Render every line of the material below as a Markdown table with two columns, Row and Line, numbering the rows in order and leaving out blank lines.

◆ **Recorded data**
•••
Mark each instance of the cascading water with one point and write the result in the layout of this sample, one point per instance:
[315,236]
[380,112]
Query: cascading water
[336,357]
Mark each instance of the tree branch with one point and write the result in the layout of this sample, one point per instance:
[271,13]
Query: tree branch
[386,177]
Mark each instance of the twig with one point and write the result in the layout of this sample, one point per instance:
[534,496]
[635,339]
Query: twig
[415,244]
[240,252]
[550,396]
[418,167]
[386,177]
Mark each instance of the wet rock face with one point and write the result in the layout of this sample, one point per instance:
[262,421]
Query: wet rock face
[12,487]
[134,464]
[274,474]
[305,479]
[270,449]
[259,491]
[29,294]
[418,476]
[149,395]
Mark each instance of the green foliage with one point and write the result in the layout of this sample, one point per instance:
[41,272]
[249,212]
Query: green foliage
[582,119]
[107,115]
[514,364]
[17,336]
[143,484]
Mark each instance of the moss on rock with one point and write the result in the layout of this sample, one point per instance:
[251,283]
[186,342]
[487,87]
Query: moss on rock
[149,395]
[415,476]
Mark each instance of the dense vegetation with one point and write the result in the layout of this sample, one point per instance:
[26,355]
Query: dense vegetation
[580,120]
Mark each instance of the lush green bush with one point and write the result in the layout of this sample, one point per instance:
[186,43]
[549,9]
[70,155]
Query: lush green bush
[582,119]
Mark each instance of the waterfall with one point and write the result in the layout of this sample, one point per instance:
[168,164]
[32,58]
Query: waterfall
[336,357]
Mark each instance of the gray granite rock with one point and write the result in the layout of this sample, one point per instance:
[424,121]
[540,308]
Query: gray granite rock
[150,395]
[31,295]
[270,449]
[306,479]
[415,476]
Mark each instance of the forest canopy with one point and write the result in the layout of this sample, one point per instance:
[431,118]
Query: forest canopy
•••
◆ **The solution**
| Row | Line |
|---|---|
| 1 | Mark each instance of the cascading water with one point and write the result in the layout of this sample, one point per instance: |
| 2 | [315,236] |
| 3 | [380,112] |
| 4 | Query: cascading water |
| 5 | [336,357] |
| 6 | Mark each instance of the tree branch with one point and write the result in the layout of this sample, one point per instance: |
| 7 | [271,13] |
| 8 | Query: tree branch |
| 9 | [386,177] |
| 10 | Mark each instance of the twig with one point and write the result in the layout of this sample, one point per instance: |
| 11 | [534,496] |
| 12 | [635,339] |
| 13 | Query: twig |
| 14 | [415,244] |
| 15 | [240,252] |
| 16 | [550,396] |
| 17 | [418,167] |
| 18 | [386,177] |
| 19 | Mark each instance of the wet rock face with one point and write the result in the layout of this sample, one point per instance: |
| 20 | [262,421] |
| 21 | Query: wet rock face |
| 22 | [12,487] |
| 23 | [134,464] |
| 24 | [274,474] |
| 25 | [305,479] |
| 26 | [270,449] |
| 27 | [259,491] |
| 28 | [29,294] |
| 29 | [418,476] |
| 30 | [149,395] |
| 31 | Mark each instance of the green foliage with one point and write the result in the layout of this sample, one point per instance: |
| 32 | [41,272] |
| 33 | [249,212] |
| 34 | Query: green foliage |
| 35 | [582,119] |
| 36 | [107,115] |
| 37 | [514,364] |
| 38 | [17,336] |
| 39 | [143,484] |
| 40 | Mark each instance of the moss on rock with one point and write the result in the layout of this sample, one point per instance: |
| 41 | [251,283] |
| 42 | [186,342] |
| 43 | [487,87] |
| 44 | Query: moss on rock |
| 45 | [149,395] |
| 46 | [415,476] |
| 47 | Mark each instance of the dense vegetation with one point and write the result in the layout of this sample, one point per instance: |
| 48 | [26,355] |
| 49 | Query: dense vegetation |
| 50 | [580,120] |
| 51 | Mark each instance of the lush green bush with one point and write the result in the layout of this sample, one point per instance: |
| 52 | [186,43] |
| 53 | [549,9] |
| 54 | [70,155] |
| 55 | Query: lush green bush |
| 56 | [582,119] |
| 57 | Mark each instance of the waterfall with one point and write the result in the layout of this sample, one point per instance: |
| 58 | [168,164] |
| 59 | [32,58] |
| 60 | Query: waterfall |
| 61 | [336,357] |
| 62 | Mark each instance of the gray granite rock with one point and write the result in the layout of this sample, one point per instance: |
| 63 | [424,121] |
| 64 | [540,308] |
| 65 | Query: gray granite rock |
| 66 | [150,395] |
| 67 | [31,295] |
| 68 | [270,449] |
| 69 | [306,479] |
| 70 | [415,476] |
| 71 | Mark each instance of the forest canopy with one point and write the result in the layout of this sample, one point per instance: |
| 72 | [431,118] |
| 73 | Query: forest canopy |